ACTIVITY:
Go through the entries below and copy every line that holds the word "jacket".

[Items from a dataset]
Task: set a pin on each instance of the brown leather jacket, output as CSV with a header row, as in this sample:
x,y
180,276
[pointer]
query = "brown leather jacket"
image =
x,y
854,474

SOLUTION TO THE EXERCISE:
Task: set a pin on each instance of the brown leather jacket, output as CSV with a header row, as in this sample:
query = "brown leather jacket"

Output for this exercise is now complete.